Start of MATERIAL SHOWN
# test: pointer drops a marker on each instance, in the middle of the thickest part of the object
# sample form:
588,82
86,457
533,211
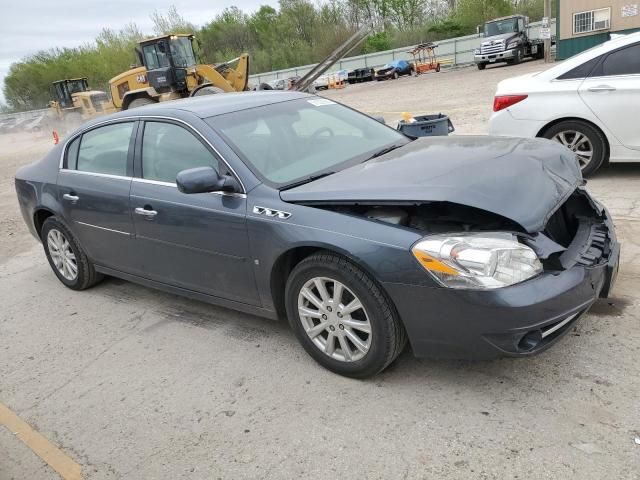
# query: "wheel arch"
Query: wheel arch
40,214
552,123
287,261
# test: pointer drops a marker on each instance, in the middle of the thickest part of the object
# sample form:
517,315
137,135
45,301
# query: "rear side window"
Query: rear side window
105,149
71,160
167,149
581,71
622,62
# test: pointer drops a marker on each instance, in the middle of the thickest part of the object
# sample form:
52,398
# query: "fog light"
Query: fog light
End of MATERIAL SHOWN
Start of MATERIAL SHOWN
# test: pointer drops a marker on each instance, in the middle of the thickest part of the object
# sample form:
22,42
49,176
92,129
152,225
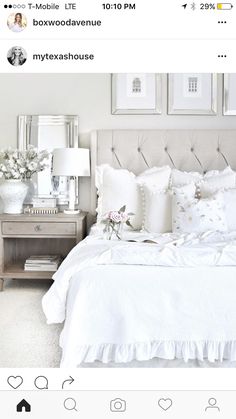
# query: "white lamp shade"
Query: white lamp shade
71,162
End of MATERIAL SHOWN
HOW TO COMPLETE THIS TASK >>
Would you copy out exactly the lines above that start at the one containing "Query: wheel arch" and end at the one containing "Query: fog light", inclusive?

ANSWER FOR THIS EXERCISE >>
Query: wheel arch
40,214
552,123
287,261
# test: pointer drops a marker on each instance, in the middle of the thickest part of the object
# sample form:
517,315
137,135
45,301
# query: "rear side window"
Query: rear side window
105,149
71,160
167,149
581,71
622,62
# test: pointer drops a marker on each instance, in the middle of the thickest part of the object
# sample form:
52,398
# query: "fog light"
Query: fog light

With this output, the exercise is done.